==== Provided data ====

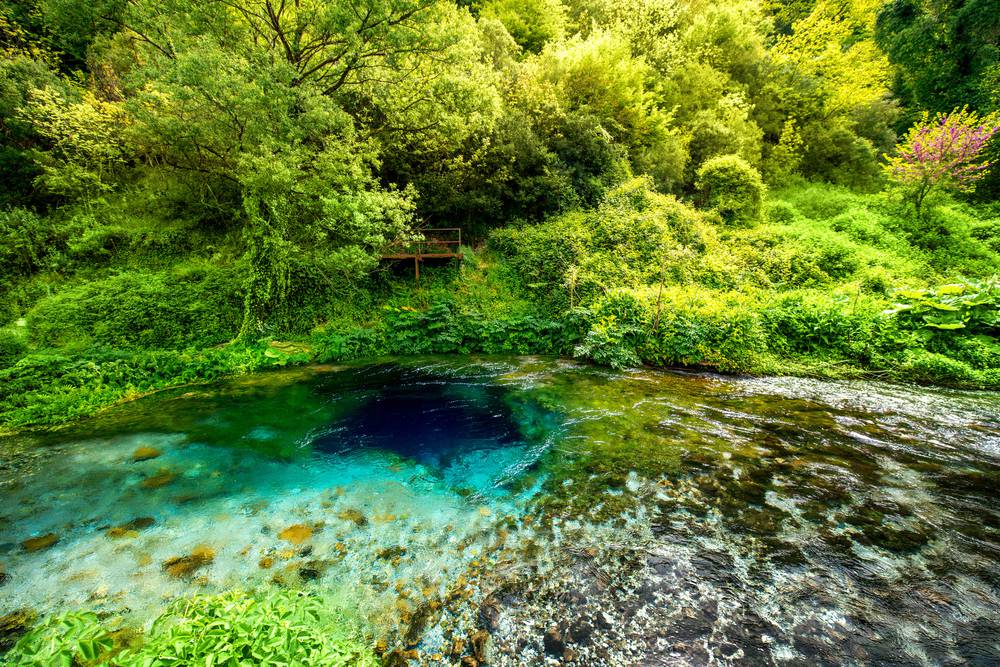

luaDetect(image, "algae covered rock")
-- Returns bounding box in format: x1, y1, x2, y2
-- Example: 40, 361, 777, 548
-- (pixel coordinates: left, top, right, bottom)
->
162, 545, 215, 578
21, 533, 58, 552
278, 524, 313, 544
337, 508, 368, 527
132, 446, 162, 462
140, 469, 176, 489
107, 517, 156, 538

====

Aim of the task: The answer should consist of the lines from the one with "-- Example: 40, 361, 777, 548" through the last line of the entries, duplicated exactly and nothing more.

Answer for the task:
-- Example: 40, 361, 777, 548
-- (pixel coordinates: left, top, right, bottom)
->
162, 545, 215, 578
21, 533, 58, 552
278, 524, 313, 544
337, 508, 368, 527
132, 446, 162, 462
140, 469, 176, 489
107, 517, 156, 538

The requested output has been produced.